Given exercise: Can you format the stretch of lines from the one containing "Practice step: point at the window trim" through the end of the lines below as a Markdown table with the columns "Row" and "Line", leaving out blank lines and the pictures?

Items:
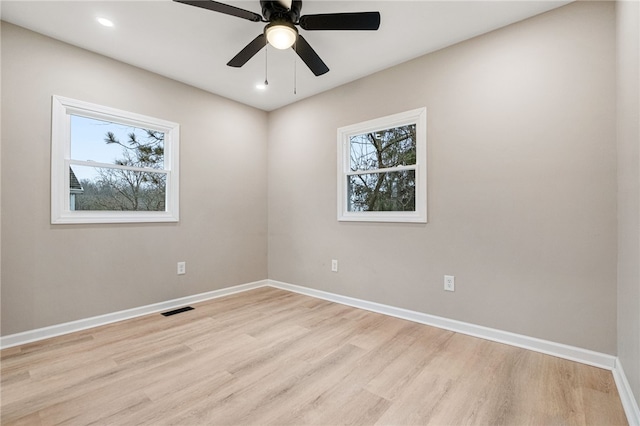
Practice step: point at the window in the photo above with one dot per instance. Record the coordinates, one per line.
(382, 169)
(111, 166)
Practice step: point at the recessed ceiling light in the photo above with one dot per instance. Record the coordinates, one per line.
(105, 22)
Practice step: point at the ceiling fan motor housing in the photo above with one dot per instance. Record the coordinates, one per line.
(275, 11)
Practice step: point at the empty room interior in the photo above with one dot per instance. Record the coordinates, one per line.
(440, 227)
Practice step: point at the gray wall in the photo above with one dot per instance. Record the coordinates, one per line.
(628, 30)
(522, 183)
(54, 274)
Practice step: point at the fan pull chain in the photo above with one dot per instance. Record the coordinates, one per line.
(266, 63)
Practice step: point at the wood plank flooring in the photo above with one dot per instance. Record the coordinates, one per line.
(270, 357)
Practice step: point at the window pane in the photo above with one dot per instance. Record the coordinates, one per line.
(393, 191)
(98, 188)
(383, 148)
(112, 143)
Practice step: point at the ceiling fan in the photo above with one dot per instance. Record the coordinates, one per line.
(282, 17)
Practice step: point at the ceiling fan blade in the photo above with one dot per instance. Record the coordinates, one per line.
(223, 8)
(310, 57)
(341, 21)
(248, 52)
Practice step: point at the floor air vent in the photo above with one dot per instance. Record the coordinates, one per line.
(177, 311)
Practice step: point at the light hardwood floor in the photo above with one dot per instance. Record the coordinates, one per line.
(268, 356)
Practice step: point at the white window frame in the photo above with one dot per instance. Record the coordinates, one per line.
(61, 213)
(417, 117)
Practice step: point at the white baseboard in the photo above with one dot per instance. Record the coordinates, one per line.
(629, 402)
(83, 324)
(560, 350)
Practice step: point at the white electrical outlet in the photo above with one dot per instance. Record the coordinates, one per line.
(449, 283)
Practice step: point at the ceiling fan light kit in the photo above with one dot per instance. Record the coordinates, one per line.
(280, 32)
(281, 35)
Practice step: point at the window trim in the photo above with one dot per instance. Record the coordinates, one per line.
(419, 118)
(61, 213)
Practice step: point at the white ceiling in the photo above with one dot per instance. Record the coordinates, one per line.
(193, 45)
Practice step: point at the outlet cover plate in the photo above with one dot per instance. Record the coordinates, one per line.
(449, 283)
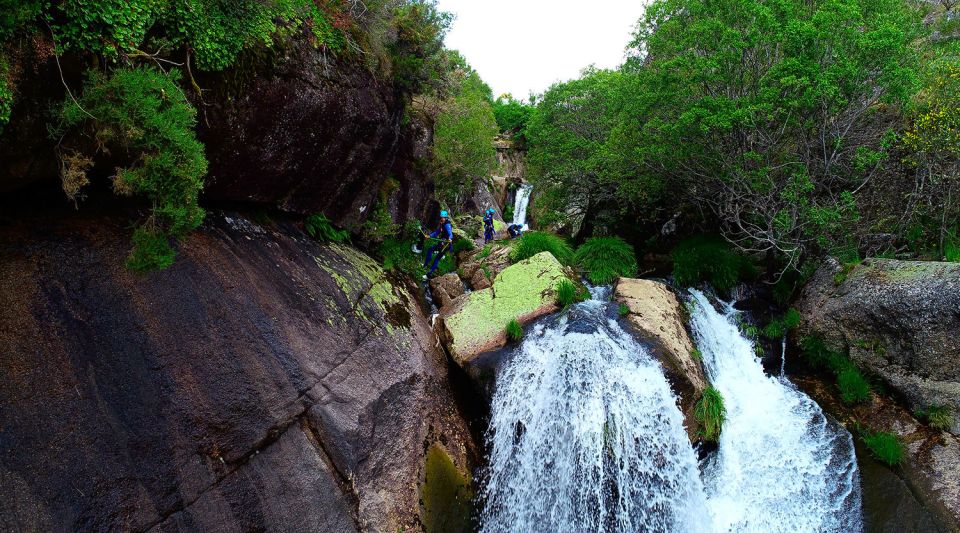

Response to this exercise:
| Row | Line |
|---|---|
| 1 | Practice step: point at the window trim in the photo above with one dot per instance. Record the coordinates, one per line. |
| 2 | (419, 118) |
| 3 | (61, 213) |
| 4 | Practice step: point at the white ceiling in the photo above with one dot per instance. Record the coordinates, one per line. |
| 5 | (193, 45) |
| 6 | Practice step: point at the outlet cover plate in the photo above with one dot per instance. Record the coordinates, one per line. |
| 7 | (449, 283) |